Given problem:
Filter the records below and copy every line that contains the string "bent".

Material supplied:

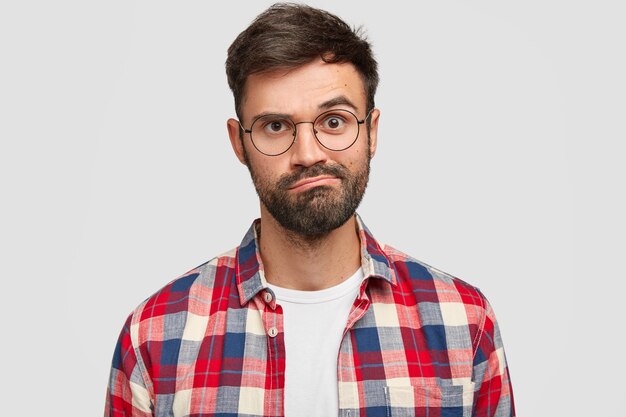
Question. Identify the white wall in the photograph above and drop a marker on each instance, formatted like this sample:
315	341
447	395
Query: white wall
500	161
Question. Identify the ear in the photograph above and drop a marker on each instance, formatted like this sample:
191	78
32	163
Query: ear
235	139
374	117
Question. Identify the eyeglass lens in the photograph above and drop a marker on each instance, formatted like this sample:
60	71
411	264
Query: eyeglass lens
335	129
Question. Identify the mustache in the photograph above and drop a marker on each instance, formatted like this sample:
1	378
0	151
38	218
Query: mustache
287	180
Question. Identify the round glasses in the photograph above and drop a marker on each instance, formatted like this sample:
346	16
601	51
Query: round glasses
274	134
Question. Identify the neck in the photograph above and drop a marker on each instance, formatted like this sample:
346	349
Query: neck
305	263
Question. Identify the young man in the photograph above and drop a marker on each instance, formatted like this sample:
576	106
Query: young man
310	315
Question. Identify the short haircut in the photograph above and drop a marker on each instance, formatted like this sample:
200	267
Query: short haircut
287	36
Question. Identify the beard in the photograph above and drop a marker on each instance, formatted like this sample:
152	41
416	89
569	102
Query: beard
317	211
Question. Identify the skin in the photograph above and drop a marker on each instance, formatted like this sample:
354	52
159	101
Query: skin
290	260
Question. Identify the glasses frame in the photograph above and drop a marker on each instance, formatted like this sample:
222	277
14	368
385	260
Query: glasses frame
295	130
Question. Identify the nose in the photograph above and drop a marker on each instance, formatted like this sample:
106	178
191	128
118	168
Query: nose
307	151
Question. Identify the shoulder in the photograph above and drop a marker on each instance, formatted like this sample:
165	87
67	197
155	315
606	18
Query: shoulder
162	315
442	298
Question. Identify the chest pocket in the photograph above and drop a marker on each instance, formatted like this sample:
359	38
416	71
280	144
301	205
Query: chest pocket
430	400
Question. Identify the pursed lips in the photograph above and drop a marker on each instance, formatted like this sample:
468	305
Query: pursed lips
313	182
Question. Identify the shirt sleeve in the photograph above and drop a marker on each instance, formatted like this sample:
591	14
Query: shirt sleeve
127	393
493	395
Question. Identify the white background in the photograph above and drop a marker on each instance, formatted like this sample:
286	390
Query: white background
500	160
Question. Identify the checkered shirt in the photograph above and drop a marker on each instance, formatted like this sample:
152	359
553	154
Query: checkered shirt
418	342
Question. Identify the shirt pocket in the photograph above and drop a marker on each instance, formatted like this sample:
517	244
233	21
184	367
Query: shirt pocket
430	400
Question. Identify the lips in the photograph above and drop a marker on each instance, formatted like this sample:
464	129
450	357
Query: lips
311	182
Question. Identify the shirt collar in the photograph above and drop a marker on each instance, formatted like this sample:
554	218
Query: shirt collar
249	266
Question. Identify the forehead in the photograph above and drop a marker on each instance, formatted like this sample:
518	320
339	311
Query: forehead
300	92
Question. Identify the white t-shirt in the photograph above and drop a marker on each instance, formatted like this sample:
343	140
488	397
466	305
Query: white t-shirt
314	322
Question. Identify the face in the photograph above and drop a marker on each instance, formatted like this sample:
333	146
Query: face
308	190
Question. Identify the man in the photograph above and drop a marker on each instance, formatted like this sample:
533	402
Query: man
310	315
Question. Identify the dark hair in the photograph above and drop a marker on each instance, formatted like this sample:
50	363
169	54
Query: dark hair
289	35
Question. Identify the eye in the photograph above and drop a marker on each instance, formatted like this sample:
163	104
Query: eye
276	126
333	122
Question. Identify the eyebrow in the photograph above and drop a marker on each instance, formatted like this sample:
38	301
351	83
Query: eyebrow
339	100
336	101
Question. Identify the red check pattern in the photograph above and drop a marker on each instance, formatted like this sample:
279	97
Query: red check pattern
418	342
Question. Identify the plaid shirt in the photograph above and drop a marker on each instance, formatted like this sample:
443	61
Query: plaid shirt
418	342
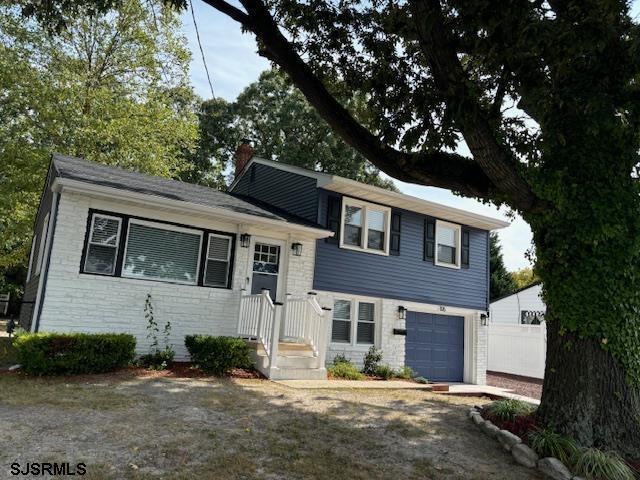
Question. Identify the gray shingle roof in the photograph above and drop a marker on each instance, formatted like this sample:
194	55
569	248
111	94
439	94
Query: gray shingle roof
98	174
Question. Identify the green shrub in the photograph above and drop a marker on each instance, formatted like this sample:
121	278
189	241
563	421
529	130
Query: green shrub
509	409
74	353
594	464
406	373
345	370
340	358
158	360
372	359
218	355
547	443
385	372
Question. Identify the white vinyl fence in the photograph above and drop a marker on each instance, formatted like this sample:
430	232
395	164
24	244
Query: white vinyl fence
518	349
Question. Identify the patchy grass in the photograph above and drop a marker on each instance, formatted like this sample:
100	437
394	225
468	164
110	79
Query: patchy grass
8	354
132	427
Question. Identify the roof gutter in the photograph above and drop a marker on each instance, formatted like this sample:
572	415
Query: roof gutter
60	184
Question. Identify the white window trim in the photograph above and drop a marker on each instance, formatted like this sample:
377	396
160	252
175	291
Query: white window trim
458	229
171	228
43	240
207	258
365	206
355	307
90	242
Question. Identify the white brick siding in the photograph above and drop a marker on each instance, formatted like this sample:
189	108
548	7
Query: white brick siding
92	303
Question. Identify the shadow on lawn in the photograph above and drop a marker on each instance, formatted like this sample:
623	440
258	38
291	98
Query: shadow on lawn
218	428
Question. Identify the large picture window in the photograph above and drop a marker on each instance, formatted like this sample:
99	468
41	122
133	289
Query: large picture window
447	244
162	252
123	246
365	226
353	322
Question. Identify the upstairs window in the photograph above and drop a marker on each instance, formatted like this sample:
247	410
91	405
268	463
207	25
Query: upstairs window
365	226
102	248
448	244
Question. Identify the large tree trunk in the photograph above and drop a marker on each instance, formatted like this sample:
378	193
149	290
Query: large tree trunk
588	257
587	394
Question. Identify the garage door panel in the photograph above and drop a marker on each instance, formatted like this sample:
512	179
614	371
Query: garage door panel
435	346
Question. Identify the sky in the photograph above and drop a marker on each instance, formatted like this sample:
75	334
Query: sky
233	64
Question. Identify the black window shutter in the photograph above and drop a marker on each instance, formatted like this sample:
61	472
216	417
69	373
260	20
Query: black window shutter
429	239
334	212
396	221
465	248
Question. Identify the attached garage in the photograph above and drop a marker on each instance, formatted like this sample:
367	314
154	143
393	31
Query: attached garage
435	346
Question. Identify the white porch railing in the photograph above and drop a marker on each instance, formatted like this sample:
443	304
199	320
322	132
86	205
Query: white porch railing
298	319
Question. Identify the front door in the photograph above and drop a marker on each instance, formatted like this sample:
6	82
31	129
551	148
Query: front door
266	268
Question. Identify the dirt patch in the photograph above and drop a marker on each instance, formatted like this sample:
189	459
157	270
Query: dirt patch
133	426
527	386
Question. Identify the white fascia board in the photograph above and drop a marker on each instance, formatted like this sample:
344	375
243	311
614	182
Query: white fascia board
111	193
374	194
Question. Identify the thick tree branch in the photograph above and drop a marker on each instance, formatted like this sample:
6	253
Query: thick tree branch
446	170
474	123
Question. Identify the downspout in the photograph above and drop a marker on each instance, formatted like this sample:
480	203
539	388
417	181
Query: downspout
42	281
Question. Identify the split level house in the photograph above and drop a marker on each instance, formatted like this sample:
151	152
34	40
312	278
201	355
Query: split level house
304	265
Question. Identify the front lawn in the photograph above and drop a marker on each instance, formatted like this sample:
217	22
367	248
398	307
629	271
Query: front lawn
124	425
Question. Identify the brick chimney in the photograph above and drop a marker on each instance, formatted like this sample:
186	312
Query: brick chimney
243	154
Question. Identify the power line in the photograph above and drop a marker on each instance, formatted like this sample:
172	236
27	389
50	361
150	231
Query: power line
204	61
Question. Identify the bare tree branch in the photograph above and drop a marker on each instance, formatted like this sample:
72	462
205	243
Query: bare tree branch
446	170
494	159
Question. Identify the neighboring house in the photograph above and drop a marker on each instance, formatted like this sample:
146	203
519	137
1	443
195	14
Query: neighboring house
305	265
523	307
518	334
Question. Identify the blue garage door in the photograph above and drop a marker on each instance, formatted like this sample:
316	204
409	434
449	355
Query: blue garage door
435	346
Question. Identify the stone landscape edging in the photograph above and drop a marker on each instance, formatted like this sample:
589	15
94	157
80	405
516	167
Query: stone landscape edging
522	454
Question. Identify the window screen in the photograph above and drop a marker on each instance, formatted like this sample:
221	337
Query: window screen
159	253
366	323
376	224
218	259
102	248
447	240
341	329
353	226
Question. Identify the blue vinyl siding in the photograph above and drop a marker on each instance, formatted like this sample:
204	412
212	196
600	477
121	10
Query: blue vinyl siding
291	192
407	276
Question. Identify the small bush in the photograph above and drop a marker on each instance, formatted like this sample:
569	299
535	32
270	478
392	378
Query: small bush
507	410
343	368
158	360
406	373
74	353
547	443
340	358
385	372
371	361
218	355
594	464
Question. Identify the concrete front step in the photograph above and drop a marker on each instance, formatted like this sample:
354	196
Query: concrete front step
291	373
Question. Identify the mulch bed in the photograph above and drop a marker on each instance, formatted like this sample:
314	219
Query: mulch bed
527	386
177	370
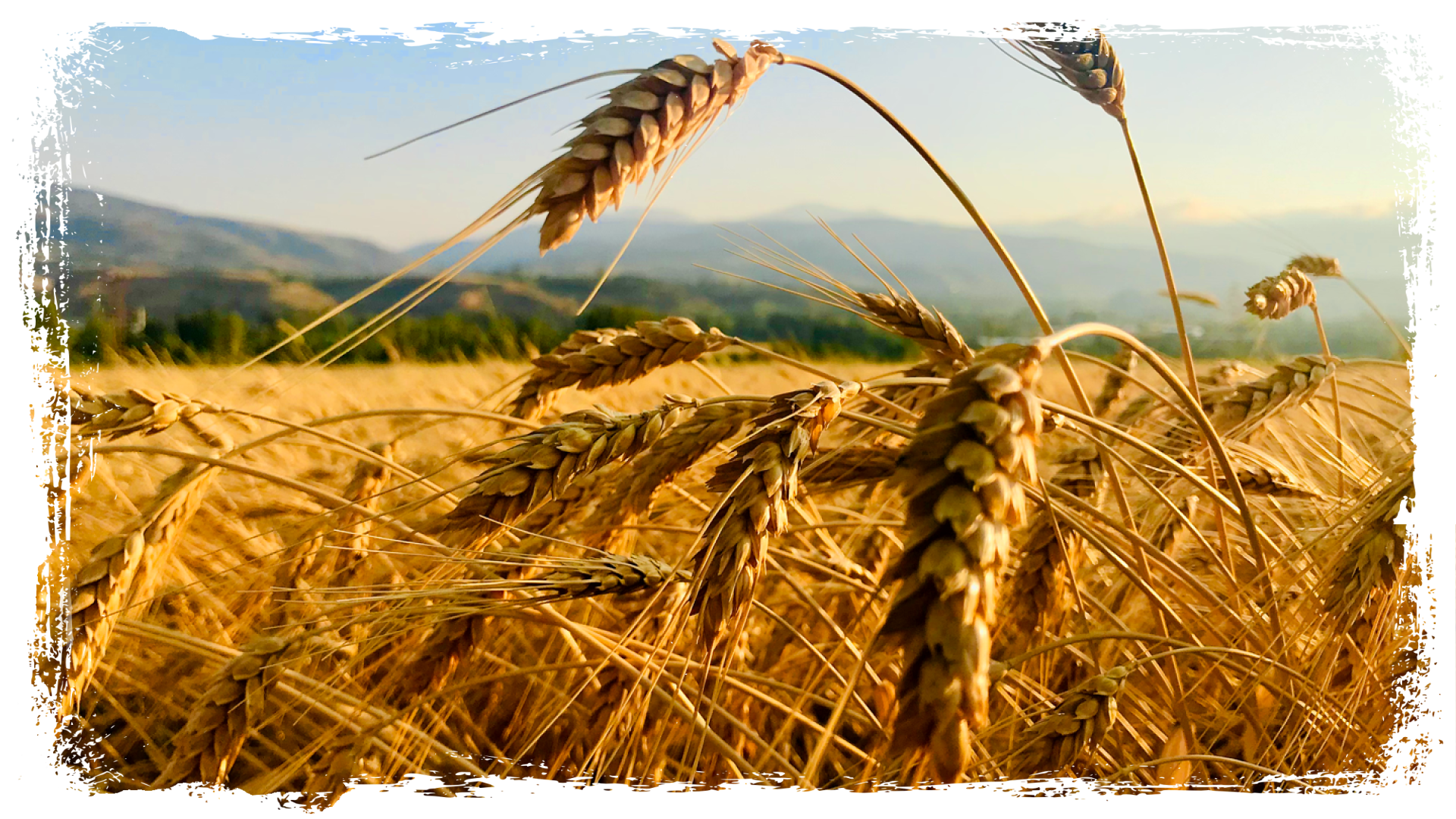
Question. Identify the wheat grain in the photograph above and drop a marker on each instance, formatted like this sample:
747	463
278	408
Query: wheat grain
117	414
108	582
598	359
216	730
685	445
545	463
645	120
1279	297
1085	61
759	484
1076	725
962	480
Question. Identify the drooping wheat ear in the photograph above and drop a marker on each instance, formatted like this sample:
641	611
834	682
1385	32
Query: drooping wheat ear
1318	267
607	575
685	445
1279	297
962	477
1050	554
924	325
218	727
1376	547
645	120
61	485
1260	472
596	359
1289	385
545	463
367	482
1116	381
759	483
1084	60
117	414
1076	725
108	582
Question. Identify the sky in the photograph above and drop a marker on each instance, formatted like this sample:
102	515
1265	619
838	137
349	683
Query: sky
1228	126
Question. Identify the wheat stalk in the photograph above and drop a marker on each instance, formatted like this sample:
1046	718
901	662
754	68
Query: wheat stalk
1376	547
1279	297
107	585
758	487
1076	725
218	727
598	359
117	414
962	480
544	463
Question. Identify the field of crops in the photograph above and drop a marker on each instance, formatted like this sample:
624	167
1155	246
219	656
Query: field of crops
634	561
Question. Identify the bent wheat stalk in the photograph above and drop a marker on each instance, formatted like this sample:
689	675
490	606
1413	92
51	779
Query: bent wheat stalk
758	484
545	463
218	727
962	477
595	359
107	585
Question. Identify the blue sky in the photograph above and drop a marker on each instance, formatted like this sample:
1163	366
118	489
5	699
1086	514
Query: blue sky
275	131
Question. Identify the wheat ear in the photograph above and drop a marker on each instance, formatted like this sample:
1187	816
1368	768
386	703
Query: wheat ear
598	359
209	744
107	583
117	414
962	477
645	120
1076	725
758	485
1376	547
544	463
1279	297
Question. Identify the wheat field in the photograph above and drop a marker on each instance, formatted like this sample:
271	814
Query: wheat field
638	561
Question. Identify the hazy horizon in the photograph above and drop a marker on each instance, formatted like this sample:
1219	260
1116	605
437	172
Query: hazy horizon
274	131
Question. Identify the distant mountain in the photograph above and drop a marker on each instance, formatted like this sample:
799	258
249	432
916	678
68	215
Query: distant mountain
1103	270
105	231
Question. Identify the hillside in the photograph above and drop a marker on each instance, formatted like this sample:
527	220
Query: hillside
949	265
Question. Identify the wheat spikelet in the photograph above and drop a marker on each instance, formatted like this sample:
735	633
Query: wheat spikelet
218	727
685	445
1116	381
1085	61
1076	725
645	120
1291	385
962	477
927	327
607	575
1279	297
545	463
108	582
525	404
596	359
1318	267
851	465
1376	547
1050	556
759	483
117	414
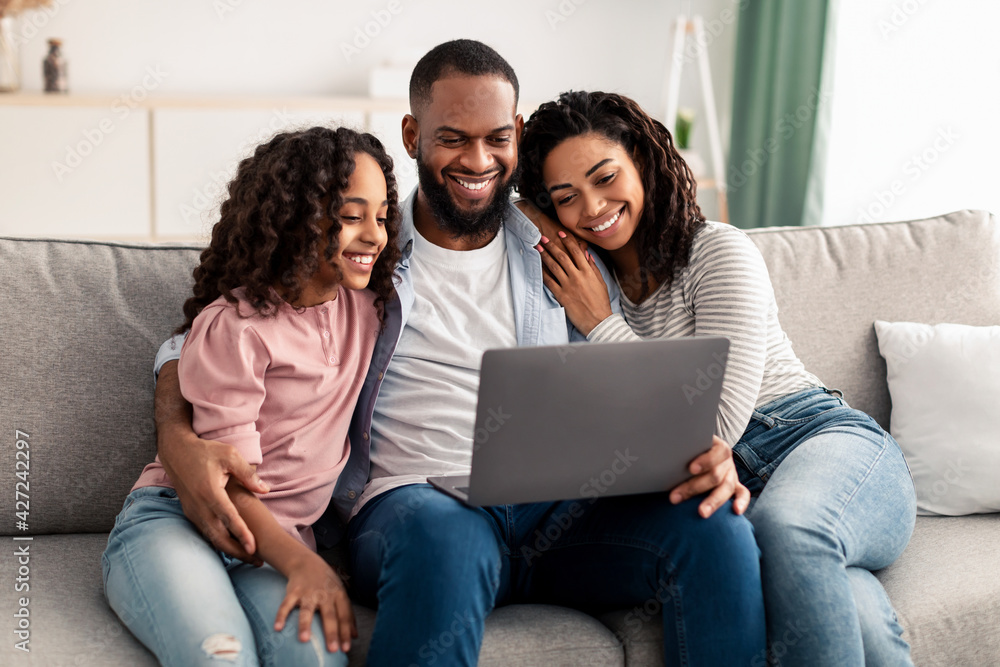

The answer:
Question. Identify the bent wheat stalk in the photograph above and drop a marker on each instance, formatted like this sample:
Query: bent wheat stalk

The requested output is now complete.